Document text>
TACE can increase tumor hypoxia and the expression of hypoxia-inducible factor 1α (HIF-1α), which will upregulate the expression of vascular endothelial growth factor (VEGF) and platelet-derived growth factor (PDGF) and increase tumor angiogenesis (15-19). This fact forms the theoretical basis for combining TACE with TKI therapy, and clinical data have further confirmed that this combination treatment can provide superior therapeutic outcomes to those of individual treatments. The TACTICS trial (A Phase 2, Prospective, Multicenter, Single-Arm Trial of Transarterial Chemoembolization Therapy in Combination Strategy with Lenvatinib in Patients with Unresectable Intermediate-Stage Hepatocellular Carcinoma) confirmed the superior efficacy of TACE combined with sorafenib over TACE alone for progression-free survival (PFS) (P=0.006) (20). The LAUNCH trial (Lenvatinib Combined With Transarterial Chemoembolization as First-Line Treatment for Advanced Hepatocellular Carcinoma: A Phase III, Randomized Clinical Trial) found that compared to lenvatinib alone, TACE in combination with lenvatinib significantly prolonged PFS (10.6 vs. 6.4 months; P<0.001) and OS (17.8 vs. 11.5 months; P<0.001) (21). Moreover, two phase III trials have recently confirmed the usefulness of anti-VEGF therapy for TACE in combination with ICIs (22,23). However, studies on regorafenib in combination with local treatment in patients after failure of first-line treatment are still lacking, and its efficacy in this context remains unclear. Therefore, our study aimed to assess the efficacy and safety of regorafenib in combination with TACE and ablation therapy in patients with intermediate or advanced HCC. We present this article in accordance with the STROBE reporting checklist (available at https://jgo.amegroups.com/article/view/10.21037/jgo-2025-337/rc).
Methods
Patients
In this single-center, retrospective cohort study, we evaluated 73 patients with HCC who underwent TACE plus ablation combined with regorafenib at Beijing You’an Hospital from April 2020 to June 2023. Among the potentially eligible patients, 16 were lost to follow-up. The diagnosis of HCC was based on the guidelines of the American Association for the Study of Liver Diseases (AASLD) (24,25). The inclusion criteria were as follows: (I) age 18–80 years; (II) Barcelona Clinic Liver Cancer (BCLC) stage B and C; (III) Child-Pugh class A and B; (IV) an Eastern Cooperative Oncology Group (ECOG) score of 0–1; and (V) patients in second-line therapy. The exclusion criteria were as follows: (I) uncorrectable coagulopathy; (II) complication with severe heart, brain, lung, kidney, or other dysfunction; (III) allergy to contrast media or regorafenib; (IV) noncompliance with prescribed medicine; and (V) incomplete clinical or follow-up data.
The study was conducted in accordance with the Declaration of Helsinki and its subsequent amendments. The study was approved by the ethics committee of Beijing You’an Hospital, Capital Medical University (No. 2022111). Due to the retrospective nature of the analysis, the requirement for patient written informed consent was waived.

Data shown>
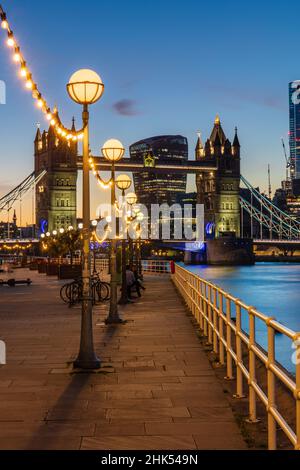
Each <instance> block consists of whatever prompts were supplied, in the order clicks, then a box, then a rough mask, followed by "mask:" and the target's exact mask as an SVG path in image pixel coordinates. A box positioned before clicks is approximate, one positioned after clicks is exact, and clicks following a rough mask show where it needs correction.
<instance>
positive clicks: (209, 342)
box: [207, 285, 213, 344]
mask: <svg viewBox="0 0 300 470" xmlns="http://www.w3.org/2000/svg"><path fill="white" fill-rule="evenodd" d="M211 300H212V299H211V286H210V285H209V286H208V339H207V342H208V344H212V342H213V331H212V330H213V329H212V326H211V324H212V311H211V310H212V308H211Z"/></svg>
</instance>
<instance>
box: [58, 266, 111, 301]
mask: <svg viewBox="0 0 300 470" xmlns="http://www.w3.org/2000/svg"><path fill="white" fill-rule="evenodd" d="M91 294H92V303H93V305H96V304H97V303H99V302H104V301H106V300H109V299H110V284H109V283H108V282H104V281H102V280H101V279H100V277H99V275H98V274H93V276H92V277H91ZM60 298H61V299H62V301H63V302H65V303H66V304H69V307H72V306H73V305H75V304H77V303H80V302H81V301H82V299H83V282H82V278H78V279H76V280H74V281H73V282H70V283H68V284H64V285H63V286H62V288H61V290H60Z"/></svg>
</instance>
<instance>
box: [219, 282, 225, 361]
mask: <svg viewBox="0 0 300 470" xmlns="http://www.w3.org/2000/svg"><path fill="white" fill-rule="evenodd" d="M223 313H224V312H223V294H222V292H220V291H219V335H220V340H219V361H220V364H221V365H224V364H225V350H224V343H223V341H222V340H224V322H223V318H222V315H223Z"/></svg>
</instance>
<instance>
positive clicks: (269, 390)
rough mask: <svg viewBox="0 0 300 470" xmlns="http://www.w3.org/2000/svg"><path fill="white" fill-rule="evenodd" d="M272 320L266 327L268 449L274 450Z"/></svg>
mask: <svg viewBox="0 0 300 470" xmlns="http://www.w3.org/2000/svg"><path fill="white" fill-rule="evenodd" d="M271 320H272V318H268V320H267V321H266V324H267V327H268V362H267V370H268V373H267V374H268V406H267V412H268V449H269V450H276V421H275V419H274V417H273V416H272V413H271V409H272V408H276V397H275V386H276V382H275V375H274V373H273V372H272V370H271V369H270V366H271V365H273V364H275V331H274V328H273V327H272V325H271V324H270V322H271Z"/></svg>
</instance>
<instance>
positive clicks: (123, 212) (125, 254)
mask: <svg viewBox="0 0 300 470" xmlns="http://www.w3.org/2000/svg"><path fill="white" fill-rule="evenodd" d="M131 183H132V182H131V179H130V178H129V176H128V175H119V176H118V177H117V180H116V185H117V187H118V189H120V190H121V191H122V225H123V233H122V295H121V298H120V300H119V304H120V305H124V304H127V303H128V297H127V281H126V238H127V220H126V217H124V215H123V214H124V209H126V208H125V207H124V204H125V205H126V200H125V191H126V190H127V189H129V188H130V186H131ZM125 214H126V210H125Z"/></svg>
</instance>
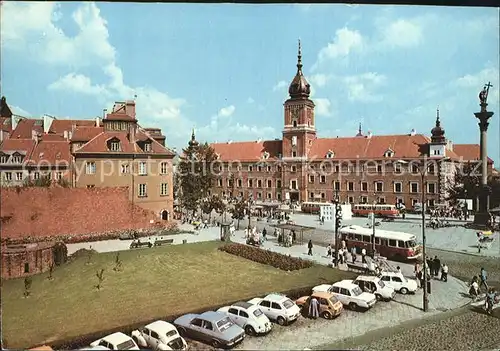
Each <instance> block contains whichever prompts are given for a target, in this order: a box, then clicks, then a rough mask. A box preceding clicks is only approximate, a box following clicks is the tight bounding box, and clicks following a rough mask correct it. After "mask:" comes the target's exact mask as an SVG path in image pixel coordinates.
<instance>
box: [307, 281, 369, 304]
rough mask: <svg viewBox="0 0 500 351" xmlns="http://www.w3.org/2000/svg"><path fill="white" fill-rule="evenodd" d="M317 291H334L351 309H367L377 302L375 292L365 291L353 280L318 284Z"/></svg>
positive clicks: (336, 294)
mask: <svg viewBox="0 0 500 351" xmlns="http://www.w3.org/2000/svg"><path fill="white" fill-rule="evenodd" d="M316 291H325V292H331V293H333V294H334V295H335V297H336V298H337V299H338V300H339V301H340V302H342V304H343V305H344V306H348V307H349V308H350V309H351V310H358V309H364V310H367V309H370V308H371V307H372V306H373V305H375V303H376V302H377V297H376V296H375V295H374V294H372V293H367V292H363V291H362V290H361V288H360V287H359V286H357V285H356V284H354V283H353V282H352V280H342V281H340V282H337V283H333V284H332V285H328V284H322V285H318V286H315V287H314V288H313V292H316Z"/></svg>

Problem set>
[A] In the text on regorafenib with TACE and ablation for liver cancer, what age range did the inclusion criteria require?
[B] Proceed with the text on regorafenib with TACE and ablation for liver cancer, starting after its last sentence.
None of the material is used in this exercise.

Answers for the tasks>
[A] Patients had to be 18–80 years old.

[B]
Clinicopathologic characteristics
Demographical and clinical data were collected up to 1 week prior to local treatment. The baseline data included age, sex, Child-Pugh classification, tumor number, tumor size, portal vein tumor thrombus (PVTT), extrahepatic metastasis, total bilirubin (TBIL), albumin (Alb), prothrombin time (PT), and alpha fetoprotein (AFP) level. The tumor size and tumor number were obtained through contrast-enhanced computed tomography (CT) or magnetic resonance imaging (MRI).
TACE procedure
TACE procedures were performed by two experienced interventional radiologists. Under local anesthesia, the modified Seldinger technique was used to puncture the femoral artery. Arteriography was performed through a 5-F catheter (Terumo, Tokyo, Japan) to confirm the patency of the portal vein and the blood vessels supplying the tumor. A microcatheter was inserted into the supply artery of the tumor, and a mixture of doxorubicin and iodine oil was injected. The tumor-feeding artery was then embolized with polyvinyl alcohol particles or gelatin sponge. The blood flow was monitored until complete vessel occlusion was observed. Repeat embolization was administered if the lesion portion was not completely necrotic and the active portion exceeded 50% of the baseline value.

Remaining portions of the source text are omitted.